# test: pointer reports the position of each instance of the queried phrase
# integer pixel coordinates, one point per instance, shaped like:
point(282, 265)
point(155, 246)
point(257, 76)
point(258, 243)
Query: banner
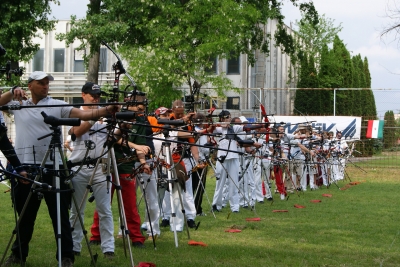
point(375, 129)
point(348, 125)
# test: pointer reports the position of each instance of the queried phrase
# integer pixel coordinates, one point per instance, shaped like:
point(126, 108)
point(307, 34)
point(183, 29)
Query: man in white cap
point(30, 125)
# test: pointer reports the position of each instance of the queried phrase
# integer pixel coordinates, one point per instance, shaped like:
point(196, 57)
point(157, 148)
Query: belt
point(86, 162)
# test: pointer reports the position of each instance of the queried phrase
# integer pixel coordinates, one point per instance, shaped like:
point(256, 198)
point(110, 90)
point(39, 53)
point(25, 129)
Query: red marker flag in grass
point(253, 219)
point(375, 129)
point(233, 231)
point(146, 264)
point(197, 243)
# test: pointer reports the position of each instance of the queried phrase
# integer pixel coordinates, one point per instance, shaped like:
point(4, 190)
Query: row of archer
point(132, 139)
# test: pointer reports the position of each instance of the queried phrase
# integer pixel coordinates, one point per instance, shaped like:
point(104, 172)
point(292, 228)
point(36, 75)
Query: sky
point(362, 22)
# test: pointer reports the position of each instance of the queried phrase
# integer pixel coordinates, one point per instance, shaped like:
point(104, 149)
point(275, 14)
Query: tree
point(20, 22)
point(313, 38)
point(182, 38)
point(389, 132)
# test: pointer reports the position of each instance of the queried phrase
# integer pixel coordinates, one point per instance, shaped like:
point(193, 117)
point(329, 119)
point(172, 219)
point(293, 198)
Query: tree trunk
point(93, 66)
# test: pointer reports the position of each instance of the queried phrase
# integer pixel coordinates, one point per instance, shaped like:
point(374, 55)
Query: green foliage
point(20, 22)
point(313, 37)
point(172, 43)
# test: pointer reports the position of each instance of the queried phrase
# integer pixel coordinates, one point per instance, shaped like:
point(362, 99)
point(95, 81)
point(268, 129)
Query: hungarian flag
point(375, 129)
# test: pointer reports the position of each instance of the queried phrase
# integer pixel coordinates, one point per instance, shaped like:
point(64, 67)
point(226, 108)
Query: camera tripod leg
point(145, 196)
point(125, 230)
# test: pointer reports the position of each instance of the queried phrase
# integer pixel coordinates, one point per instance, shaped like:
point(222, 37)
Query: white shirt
point(29, 126)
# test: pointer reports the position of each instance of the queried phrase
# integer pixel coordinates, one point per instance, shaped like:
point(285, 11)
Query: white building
point(260, 83)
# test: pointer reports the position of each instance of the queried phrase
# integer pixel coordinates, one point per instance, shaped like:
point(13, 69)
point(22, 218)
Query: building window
point(103, 60)
point(213, 69)
point(38, 61)
point(59, 58)
point(233, 65)
point(233, 103)
point(79, 65)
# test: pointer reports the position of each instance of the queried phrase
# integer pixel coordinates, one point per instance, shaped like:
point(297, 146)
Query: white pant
point(103, 207)
point(246, 184)
point(229, 168)
point(150, 185)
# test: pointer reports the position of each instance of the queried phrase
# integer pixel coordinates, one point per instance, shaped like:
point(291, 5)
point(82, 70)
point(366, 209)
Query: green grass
point(358, 226)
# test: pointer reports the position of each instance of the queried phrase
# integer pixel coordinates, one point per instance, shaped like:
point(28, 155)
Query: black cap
point(91, 88)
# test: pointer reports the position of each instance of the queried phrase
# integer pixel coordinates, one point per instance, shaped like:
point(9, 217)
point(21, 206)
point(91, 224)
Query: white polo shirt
point(29, 126)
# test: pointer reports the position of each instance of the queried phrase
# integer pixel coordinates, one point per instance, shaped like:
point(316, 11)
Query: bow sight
point(11, 67)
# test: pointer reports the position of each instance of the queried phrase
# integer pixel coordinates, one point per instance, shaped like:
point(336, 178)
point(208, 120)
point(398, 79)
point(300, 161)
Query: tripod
point(169, 172)
point(58, 209)
point(101, 193)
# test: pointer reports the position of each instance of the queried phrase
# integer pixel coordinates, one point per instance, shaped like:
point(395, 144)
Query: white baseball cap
point(39, 75)
point(243, 119)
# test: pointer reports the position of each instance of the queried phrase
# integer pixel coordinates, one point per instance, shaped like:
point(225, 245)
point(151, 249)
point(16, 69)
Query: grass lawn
point(358, 226)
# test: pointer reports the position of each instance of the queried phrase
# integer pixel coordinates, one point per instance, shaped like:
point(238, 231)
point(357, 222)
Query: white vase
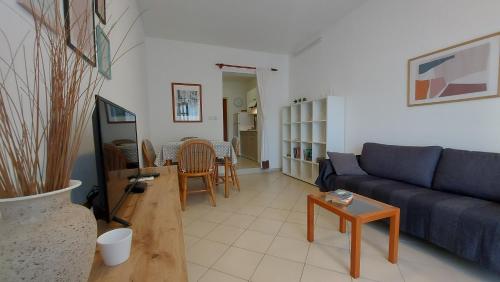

§ **Task objective**
Using the data above, reproduce exactly the lines from the line that contains "point(395, 144)" through the line that contains "point(16, 69)", including both.

§ **Answer below**
point(395, 144)
Query: white baseball cap
point(39, 75)
point(243, 119)
# test: pointer reports the position of each instance of the queried phrase
# integer pixel coordinates, one point per instance, shaped like:
point(225, 245)
point(151, 249)
point(16, 69)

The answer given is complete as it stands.